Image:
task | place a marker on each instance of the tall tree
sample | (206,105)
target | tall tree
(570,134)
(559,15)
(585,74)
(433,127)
--- --- ---
GIVEN TASK: Every entry must be quoted exactly as it appears above.

CORRECT RESPONSE:
Image:
task | place a marker on each instance of the tall tree
sample | (206,105)
target | tall tree
(570,134)
(559,15)
(585,74)
(433,127)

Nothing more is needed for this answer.